§ **Document segment**:
1

On copying directory "home" (from remote machine) to local machine using the following command:

ssh root@remote.machine 'tar -cz -C /home/*' | tar -zxv

The number of files after the transaction doesn't match. Some files were never copied.

Anyone has experienced similar problems?

Frankie
  • 429
  • 1
  • 6
  • 20
  • How are you counting the number of files on both sides? Do the missing files share any characteristics? If you run the source tar in verbose mode, do you see it processing the files? – larsks Jun 21 '11 at 15:47
  • @larsks `find . | wc -l`, quite strange. Did it twice and twice it missed some files. My fast solution was to `rsync` and both dirs got perfect. But as I couldn't explain it came here looking for a possible reason... – Frankie Jun 21 '11 at 15:59
  • Just a guess: Are there links inside the /home source folder structure? – desasteralex Jun 21 '11 at 16:03
  • 2
    Do find on both machines, redirect output to files, then diff the files. You will see what's different and maybe this will help you to find the reason why. – danadam Jun 21 '11 at 16:25
  • 1
    The first thing that comes to mind is hard links whose path exceeds 100 bytes (i.e. when tar encounters an inode for the second time or more and the current path is >100 characters long), which aren't supported in the usual tar format. IIRC GNU tar issues a warning but still returns 0. But really, figure out what files are missing and then describe the missing files if you can't find the pattern. – Gilles 'SO- stop being evil' Jun 21 '11 at 17:54
  • @Gilles you're answer is a clear winner. Please make it into a response so that I can accept. Thanks. – Frankie Jun 21 '11 at 22:41

2 Answers2

3

Use rsync instead. It's faster and safety.

rsync -avuz root@remote.machine:/home/ /srv/backups/home/

Then you can compress the data.

§ **Given entries**:
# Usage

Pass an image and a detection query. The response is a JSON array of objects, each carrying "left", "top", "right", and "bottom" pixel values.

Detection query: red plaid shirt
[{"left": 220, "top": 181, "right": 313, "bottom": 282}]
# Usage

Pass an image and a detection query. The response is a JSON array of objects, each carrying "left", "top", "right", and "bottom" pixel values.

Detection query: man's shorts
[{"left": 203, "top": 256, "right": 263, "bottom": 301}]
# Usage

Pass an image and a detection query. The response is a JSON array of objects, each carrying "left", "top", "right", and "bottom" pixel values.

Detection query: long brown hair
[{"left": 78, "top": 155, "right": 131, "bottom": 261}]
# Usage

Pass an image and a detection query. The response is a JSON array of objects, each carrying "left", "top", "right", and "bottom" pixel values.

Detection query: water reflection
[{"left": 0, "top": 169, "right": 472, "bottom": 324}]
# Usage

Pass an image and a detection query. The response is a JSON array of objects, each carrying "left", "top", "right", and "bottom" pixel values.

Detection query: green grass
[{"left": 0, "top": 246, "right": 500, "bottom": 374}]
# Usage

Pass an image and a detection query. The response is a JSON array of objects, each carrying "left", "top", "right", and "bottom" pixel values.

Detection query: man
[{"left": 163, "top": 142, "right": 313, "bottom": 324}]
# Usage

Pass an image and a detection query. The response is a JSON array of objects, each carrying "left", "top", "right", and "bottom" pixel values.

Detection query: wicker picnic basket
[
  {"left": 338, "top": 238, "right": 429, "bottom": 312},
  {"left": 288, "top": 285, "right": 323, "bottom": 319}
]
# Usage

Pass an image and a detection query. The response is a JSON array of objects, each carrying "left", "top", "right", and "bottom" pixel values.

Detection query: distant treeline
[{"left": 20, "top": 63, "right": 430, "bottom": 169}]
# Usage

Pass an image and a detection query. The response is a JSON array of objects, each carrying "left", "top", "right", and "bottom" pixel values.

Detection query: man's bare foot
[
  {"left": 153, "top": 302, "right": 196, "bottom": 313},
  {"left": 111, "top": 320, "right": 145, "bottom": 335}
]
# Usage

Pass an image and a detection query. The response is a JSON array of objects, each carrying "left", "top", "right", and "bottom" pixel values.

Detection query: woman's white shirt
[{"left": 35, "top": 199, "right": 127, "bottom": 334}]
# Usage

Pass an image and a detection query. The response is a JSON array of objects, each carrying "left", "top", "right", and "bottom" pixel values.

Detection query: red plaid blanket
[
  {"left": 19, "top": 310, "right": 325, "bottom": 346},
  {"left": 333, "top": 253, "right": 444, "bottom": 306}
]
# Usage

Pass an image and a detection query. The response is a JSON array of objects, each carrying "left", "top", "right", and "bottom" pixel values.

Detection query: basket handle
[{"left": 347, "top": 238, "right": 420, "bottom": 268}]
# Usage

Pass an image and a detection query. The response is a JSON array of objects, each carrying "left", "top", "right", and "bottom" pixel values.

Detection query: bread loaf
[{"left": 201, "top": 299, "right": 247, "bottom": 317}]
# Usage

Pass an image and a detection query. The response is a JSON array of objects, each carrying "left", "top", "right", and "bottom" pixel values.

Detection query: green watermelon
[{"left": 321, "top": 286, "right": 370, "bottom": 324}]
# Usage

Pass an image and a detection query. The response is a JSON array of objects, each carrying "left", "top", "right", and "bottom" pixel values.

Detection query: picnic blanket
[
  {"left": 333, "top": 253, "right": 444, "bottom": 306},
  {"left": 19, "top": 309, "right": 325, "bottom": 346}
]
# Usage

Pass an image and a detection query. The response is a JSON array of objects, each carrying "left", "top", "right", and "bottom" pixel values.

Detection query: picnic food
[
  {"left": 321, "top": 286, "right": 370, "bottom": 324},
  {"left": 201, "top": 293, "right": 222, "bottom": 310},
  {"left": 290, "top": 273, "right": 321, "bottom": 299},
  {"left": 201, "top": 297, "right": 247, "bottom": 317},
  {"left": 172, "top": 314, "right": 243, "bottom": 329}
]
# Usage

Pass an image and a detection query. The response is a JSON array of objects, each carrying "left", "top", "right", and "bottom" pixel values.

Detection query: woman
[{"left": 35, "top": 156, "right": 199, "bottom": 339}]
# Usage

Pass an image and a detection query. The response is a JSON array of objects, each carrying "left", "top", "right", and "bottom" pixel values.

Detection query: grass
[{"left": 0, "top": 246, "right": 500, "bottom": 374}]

§ **Task prompt**: Can you continue the forum thread about files going missing when copying /home with tar over ssh, starting right after its last line?

§ **Written answer**:
tar cvzf /srv/backups/home_`date +%F`.tgz -C /srv/backups home
ghm1014
  • 944
  • 1
  • 5
  • 14
  • thanks for your tip but were you to read the comments you would see that I use rsync... after! :) With the above command I'm passing all the files as one single stream of data making the transport of about 500.000 small files on a very fast network into a single one. On this particular case rsync adds a huge overhead making the transfer more than 6x slower (tested). – Frankie Jun 21 '11 at 22:38
  • The above command only tars the data during the transport... the tar is not saved on the server (good for when you don't have space) and on the client the file already appear decompressed. – Frankie Jun 21 '11 at 22:40
1

One issue with using tar for copying files is that the old POSIX tar format (ustar) has a limited length of 100 bytes to store hard links. It can cope with longer names, so as long as your files have a single link, everything is fine. But when tar encounters an inode for the second time, it produces a hard link record, with only 100 bytes for the name. If the name is too long, the second link isn't stored in the archive.

I do recall tar implementations that discarded these links with a diagnostic messages but still exited with a status of 0. Maybe your tar is even worse and silently discards them.

The new POSIX tar format (pax) doesn't have this limitation. Try using pax instead of tar, or tar with the right options. Current versions of GNU tar default to the pax format, and do complain properly if told to produce a ustar archive where the names don't fit.